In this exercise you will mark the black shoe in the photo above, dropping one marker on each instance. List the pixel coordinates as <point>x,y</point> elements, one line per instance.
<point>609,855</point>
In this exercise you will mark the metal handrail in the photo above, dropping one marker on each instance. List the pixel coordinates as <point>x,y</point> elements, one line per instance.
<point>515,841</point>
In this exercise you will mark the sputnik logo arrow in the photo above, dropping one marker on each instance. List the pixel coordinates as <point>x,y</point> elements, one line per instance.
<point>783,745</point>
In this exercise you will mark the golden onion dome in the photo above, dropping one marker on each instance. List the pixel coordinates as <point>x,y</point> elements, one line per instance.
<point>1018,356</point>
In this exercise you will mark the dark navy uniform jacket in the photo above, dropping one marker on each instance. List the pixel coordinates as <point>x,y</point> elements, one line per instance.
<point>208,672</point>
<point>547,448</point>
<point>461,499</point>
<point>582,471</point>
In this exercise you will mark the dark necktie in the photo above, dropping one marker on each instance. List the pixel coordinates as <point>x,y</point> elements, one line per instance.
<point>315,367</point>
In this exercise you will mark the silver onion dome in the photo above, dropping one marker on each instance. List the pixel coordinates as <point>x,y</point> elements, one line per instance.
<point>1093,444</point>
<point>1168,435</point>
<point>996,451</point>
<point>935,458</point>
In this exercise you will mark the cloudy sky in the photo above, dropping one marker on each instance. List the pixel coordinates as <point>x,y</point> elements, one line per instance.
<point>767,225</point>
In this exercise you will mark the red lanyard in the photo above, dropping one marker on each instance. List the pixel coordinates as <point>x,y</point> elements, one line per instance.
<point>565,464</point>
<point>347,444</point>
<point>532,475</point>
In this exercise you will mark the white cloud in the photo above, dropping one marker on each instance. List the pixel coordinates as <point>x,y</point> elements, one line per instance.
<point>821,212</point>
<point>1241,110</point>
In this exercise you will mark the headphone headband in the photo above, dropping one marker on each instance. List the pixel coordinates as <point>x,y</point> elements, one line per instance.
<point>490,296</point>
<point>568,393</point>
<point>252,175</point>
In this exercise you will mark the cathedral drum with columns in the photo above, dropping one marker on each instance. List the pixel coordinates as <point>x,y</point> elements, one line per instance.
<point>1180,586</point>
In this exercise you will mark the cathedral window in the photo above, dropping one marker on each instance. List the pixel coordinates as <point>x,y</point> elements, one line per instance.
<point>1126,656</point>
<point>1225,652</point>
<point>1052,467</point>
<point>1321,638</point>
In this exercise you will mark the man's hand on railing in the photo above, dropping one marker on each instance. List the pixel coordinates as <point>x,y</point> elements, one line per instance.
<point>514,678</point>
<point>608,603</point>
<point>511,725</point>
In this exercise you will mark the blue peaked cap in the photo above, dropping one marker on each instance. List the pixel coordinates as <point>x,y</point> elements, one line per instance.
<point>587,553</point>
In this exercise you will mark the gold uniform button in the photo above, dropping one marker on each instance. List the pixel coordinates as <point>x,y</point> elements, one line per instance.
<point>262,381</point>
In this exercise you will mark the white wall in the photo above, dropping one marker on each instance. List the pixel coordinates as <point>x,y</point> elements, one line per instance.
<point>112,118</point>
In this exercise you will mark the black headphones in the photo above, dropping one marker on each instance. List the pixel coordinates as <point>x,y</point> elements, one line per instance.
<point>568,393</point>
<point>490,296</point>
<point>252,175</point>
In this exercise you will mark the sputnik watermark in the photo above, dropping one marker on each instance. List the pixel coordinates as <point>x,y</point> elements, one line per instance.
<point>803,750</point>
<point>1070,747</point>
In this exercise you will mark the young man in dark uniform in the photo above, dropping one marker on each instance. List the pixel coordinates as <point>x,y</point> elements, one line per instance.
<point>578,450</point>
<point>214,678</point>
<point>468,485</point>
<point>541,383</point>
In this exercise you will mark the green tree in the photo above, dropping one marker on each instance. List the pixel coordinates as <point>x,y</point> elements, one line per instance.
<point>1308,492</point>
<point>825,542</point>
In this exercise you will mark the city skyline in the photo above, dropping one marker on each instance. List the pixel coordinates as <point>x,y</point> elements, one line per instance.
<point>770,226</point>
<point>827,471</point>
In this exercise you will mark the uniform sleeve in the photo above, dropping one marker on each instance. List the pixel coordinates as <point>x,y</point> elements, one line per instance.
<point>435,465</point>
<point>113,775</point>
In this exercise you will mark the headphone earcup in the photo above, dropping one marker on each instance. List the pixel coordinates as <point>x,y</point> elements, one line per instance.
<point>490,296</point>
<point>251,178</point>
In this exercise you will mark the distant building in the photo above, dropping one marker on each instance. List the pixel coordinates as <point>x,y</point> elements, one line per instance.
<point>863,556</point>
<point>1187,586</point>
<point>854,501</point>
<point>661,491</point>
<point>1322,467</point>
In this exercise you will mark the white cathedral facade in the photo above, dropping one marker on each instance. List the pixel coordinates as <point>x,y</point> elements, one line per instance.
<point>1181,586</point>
...
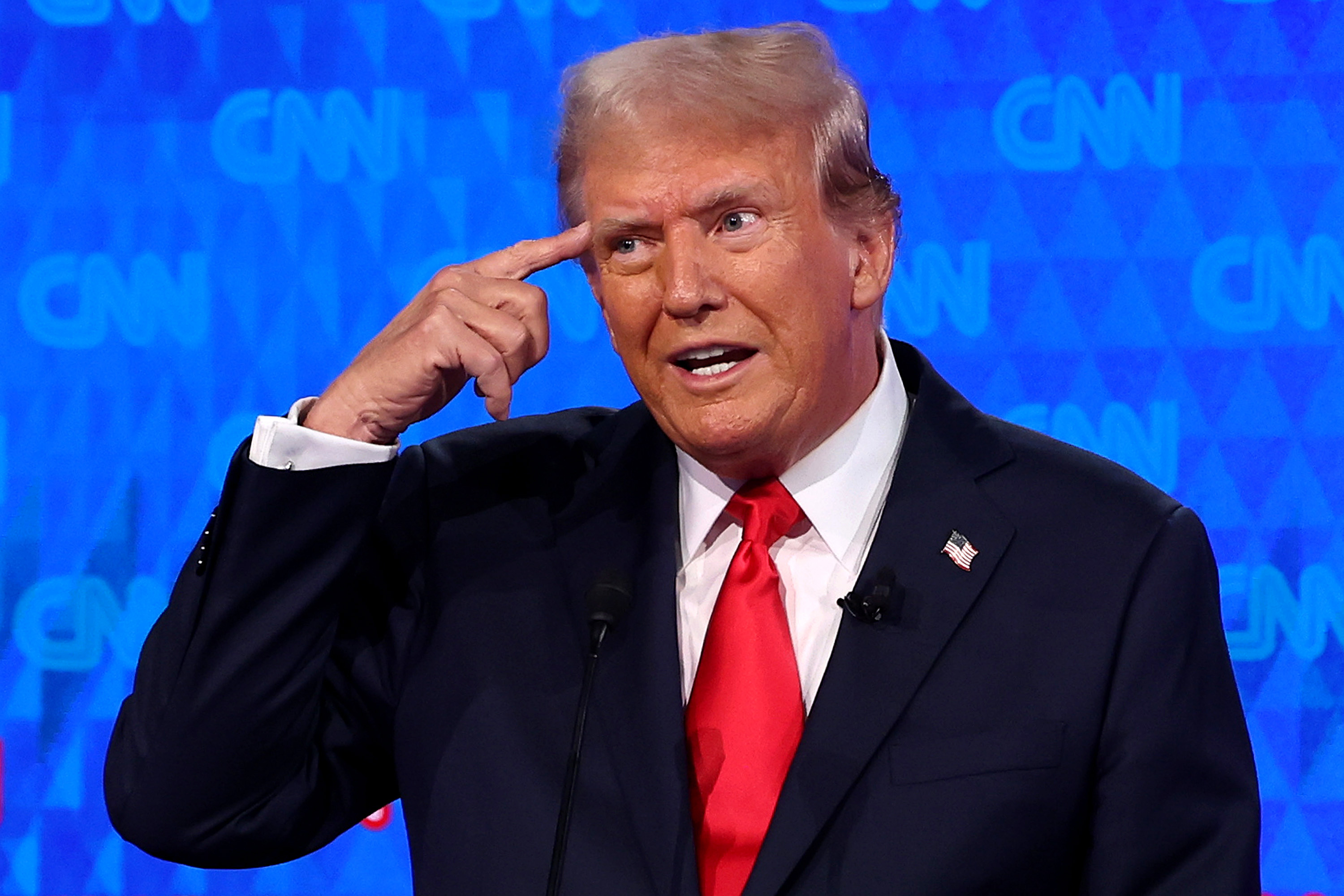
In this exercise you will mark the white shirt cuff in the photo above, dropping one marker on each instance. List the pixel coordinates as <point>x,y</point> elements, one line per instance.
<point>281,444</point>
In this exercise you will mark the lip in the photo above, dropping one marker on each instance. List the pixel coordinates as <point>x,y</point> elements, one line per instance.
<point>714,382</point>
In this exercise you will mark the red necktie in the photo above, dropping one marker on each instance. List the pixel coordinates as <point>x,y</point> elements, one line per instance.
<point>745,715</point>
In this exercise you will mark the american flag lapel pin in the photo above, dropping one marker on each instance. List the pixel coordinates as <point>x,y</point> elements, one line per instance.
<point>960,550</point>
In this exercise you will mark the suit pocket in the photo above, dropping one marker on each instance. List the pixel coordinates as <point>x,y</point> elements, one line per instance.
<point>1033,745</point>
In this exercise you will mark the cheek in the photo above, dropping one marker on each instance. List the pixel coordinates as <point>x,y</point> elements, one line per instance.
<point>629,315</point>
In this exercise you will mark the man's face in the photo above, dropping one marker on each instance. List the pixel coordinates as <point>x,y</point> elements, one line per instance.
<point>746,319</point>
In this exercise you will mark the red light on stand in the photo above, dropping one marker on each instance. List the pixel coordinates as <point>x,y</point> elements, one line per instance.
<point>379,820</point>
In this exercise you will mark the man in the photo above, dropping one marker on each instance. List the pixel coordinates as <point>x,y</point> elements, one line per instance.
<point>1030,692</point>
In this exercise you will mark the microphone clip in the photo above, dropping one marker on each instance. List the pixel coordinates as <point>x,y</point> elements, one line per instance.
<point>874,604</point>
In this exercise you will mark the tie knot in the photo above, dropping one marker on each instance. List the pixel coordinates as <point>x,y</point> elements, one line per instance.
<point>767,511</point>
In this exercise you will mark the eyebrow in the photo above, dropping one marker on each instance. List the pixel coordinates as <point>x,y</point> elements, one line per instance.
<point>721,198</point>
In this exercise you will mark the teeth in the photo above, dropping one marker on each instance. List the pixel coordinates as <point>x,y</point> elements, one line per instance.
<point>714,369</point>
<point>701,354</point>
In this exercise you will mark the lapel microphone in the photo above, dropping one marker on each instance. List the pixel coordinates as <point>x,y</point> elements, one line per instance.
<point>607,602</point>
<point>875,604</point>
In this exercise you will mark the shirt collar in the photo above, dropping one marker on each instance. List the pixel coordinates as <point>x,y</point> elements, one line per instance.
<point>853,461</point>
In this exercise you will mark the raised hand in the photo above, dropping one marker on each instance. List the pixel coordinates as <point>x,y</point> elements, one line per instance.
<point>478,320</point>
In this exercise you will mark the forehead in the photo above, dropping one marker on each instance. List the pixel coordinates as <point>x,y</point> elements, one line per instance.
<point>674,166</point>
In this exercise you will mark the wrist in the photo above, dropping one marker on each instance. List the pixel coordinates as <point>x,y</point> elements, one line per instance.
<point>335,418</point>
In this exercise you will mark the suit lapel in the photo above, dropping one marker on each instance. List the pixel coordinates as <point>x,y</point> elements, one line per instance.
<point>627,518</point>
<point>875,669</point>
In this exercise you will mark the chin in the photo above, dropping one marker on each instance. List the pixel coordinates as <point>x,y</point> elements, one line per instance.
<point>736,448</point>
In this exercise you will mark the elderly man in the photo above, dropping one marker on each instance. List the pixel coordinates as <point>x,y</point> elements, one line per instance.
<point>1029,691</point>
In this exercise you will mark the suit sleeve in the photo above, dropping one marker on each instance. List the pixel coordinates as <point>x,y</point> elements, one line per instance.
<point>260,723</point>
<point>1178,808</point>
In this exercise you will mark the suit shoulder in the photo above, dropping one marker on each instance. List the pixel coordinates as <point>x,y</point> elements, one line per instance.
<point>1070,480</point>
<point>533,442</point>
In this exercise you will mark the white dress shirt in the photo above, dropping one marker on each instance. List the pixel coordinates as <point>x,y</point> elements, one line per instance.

** DO THIS **
Arrange the data from the line with "In this exercise you will mark the eyebrow" up to and including the line with "<point>478,320</point>" as a Markdown table headed Row and Content. Number each line in the Row column, put the line itself under Content, and leave out blank lines.

** ANSWER FOR THIS EXERCISE **
| Row | Content |
|---|---|
| 1 | In this exercise you will mark the eyebrow in the photo above, dropping one marker on each instance. List the pixel coordinates as <point>x,y</point> elements, one line per instance. |
| 2 | <point>721,198</point> |
| 3 | In this exercise you will mark the teeth in the photo above, dropping one marker on each instance. List the pixel coordinates as <point>x,y</point> elements, one line per instance. |
| 4 | <point>714,369</point> |
| 5 | <point>701,354</point> |
| 6 | In this exercise you will mark the lapel microphone in the photo above, dropping one marker on each instance. List the pixel coordinates as <point>x,y</point> elements, one line per instance. |
| 7 | <point>607,602</point> |
| 8 | <point>875,604</point> |
| 9 | In this exercise you will mark the shirt collar in the photo above, dropping one marker on each instance. List the pixel coordinates as <point>x,y</point> elements, one line per instance. |
| 10 | <point>853,461</point> |
| 11 | In this exercise you will mark the raised hand in the photo above, dropping one marker on each instance. List the pixel coordinates as <point>x,y</point> elements, one line per instance. |
| 12 | <point>478,320</point> |